▶ _EXERCISE DIRECTIONS_
Please rewrite these lines with every "sky" swapped for "horizon", changing nothing else.

▶ _DATA SUPPLIED_
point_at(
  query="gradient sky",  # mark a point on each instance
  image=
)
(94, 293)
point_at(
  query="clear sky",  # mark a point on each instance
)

▶ _RESPONSE BELOW_
point_at(
  query="gradient horizon",  # mark a point on each instance
  image=
)
(94, 293)
point_at(
  query="clear horizon",  # mark a point on each instance
)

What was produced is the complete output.